(Stored data)
::::::::::
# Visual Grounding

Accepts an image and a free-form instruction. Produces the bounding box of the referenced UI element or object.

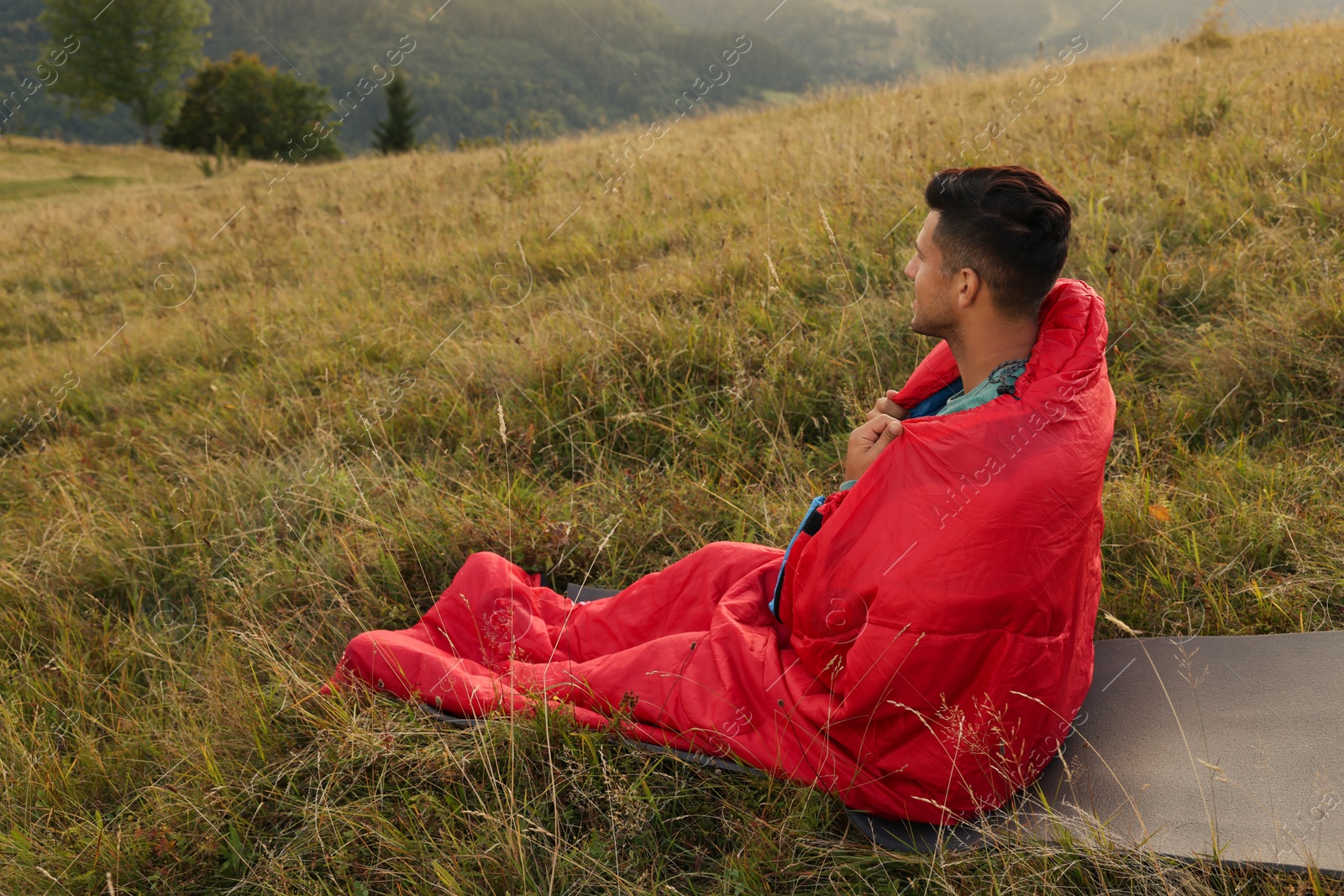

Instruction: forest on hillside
[0,0,813,152]
[0,0,1339,152]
::::::::::
Prompt - Quote every item above word for word, but leave the pictures out.

Exercise answer -
# Visual Grounding

Accepts an image and a free-form instruction. Produces the bounding box of the referenced UI element or object.


Instruction: forest on hillside
[0,0,813,152]
[0,0,1339,152]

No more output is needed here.